> _SET EXERCISE_: Reproduce every line of the records below in full, requests included, but add 75 to each x and y value in the answer coordinates. Leave the coordinates in the requests' format samples unchanged.

> _TASK MATERIAL_:
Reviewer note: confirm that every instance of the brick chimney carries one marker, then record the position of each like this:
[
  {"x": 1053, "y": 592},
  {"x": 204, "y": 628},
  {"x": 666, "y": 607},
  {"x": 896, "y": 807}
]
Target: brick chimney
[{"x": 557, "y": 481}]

> _TASK SOLUTION_:
Reviewer note: confirm that every instance of the brick chimney carries one marker, then record the position of each like this:
[
  {"x": 1053, "y": 592},
  {"x": 204, "y": 628},
  {"x": 666, "y": 607},
  {"x": 896, "y": 807}
]
Target: brick chimney
[{"x": 632, "y": 556}]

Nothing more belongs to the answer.